• Exercise brief
Give back the records in their entirety, exactly.

══ Information given ══

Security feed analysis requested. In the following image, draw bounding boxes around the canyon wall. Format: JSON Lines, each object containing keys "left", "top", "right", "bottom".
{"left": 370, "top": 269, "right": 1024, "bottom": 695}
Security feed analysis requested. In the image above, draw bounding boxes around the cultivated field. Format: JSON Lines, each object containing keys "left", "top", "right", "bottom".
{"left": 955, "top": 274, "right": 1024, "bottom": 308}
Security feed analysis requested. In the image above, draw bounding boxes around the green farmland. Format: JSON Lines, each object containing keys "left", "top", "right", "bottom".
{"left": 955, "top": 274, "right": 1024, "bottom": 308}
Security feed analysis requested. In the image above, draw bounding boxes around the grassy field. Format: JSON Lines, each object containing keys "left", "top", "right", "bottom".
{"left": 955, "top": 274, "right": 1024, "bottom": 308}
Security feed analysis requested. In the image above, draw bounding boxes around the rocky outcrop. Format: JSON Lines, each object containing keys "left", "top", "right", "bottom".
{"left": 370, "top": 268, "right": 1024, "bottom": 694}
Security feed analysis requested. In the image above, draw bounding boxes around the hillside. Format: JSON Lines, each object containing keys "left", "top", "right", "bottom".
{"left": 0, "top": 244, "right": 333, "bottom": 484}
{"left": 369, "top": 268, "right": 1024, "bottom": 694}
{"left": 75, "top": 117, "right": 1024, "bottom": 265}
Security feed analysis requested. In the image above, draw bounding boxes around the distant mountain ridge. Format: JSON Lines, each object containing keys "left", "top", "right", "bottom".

═══

• Solution for this exercise
Security feed analysis requested. In the following image, draw bounding boxes around the canyon wall. Format: JSON Lines, each object containing keys "left", "top", "right", "bottom".
{"left": 370, "top": 269, "right": 1024, "bottom": 695}
Security feed analysis requested. In the image above, draw bounding boxes around the cultivated field. Format: JSON Lines, each object containing keys "left", "top", "right", "bottom".
{"left": 955, "top": 274, "right": 1024, "bottom": 308}
Security feed analysis requested. In the image above, draw bounding boxes around the green farmland. Format: JSON Lines, each object containing keys "left", "top", "right", "bottom".
{"left": 955, "top": 274, "right": 1024, "bottom": 308}
Security feed analysis requested. In the image above, draw bounding boxes around the grassy field. Format: JSON Lines, each object containing keys "left", "top", "right", "bottom".
{"left": 955, "top": 274, "right": 1024, "bottom": 308}
Security feed analysis requested. In the image above, draw bounding boxes around the rocky outcrop. Format: JSON Lines, each object containing keys "left", "top", "right", "bottom".
{"left": 370, "top": 268, "right": 1024, "bottom": 694}
Security feed analysis requested. In the image above, draw bounding boxes around the hillside. Format: JSON Lines, each object containing keys "left", "top", "right", "bottom".
{"left": 0, "top": 244, "right": 333, "bottom": 484}
{"left": 369, "top": 268, "right": 1024, "bottom": 694}
{"left": 75, "top": 117, "right": 1024, "bottom": 265}
Security feed analysis requested. In the image above, draw bounding boxes around the distant mountain ridge. Format: JSON Lines, each object containing keys "left", "top", "right", "bottom".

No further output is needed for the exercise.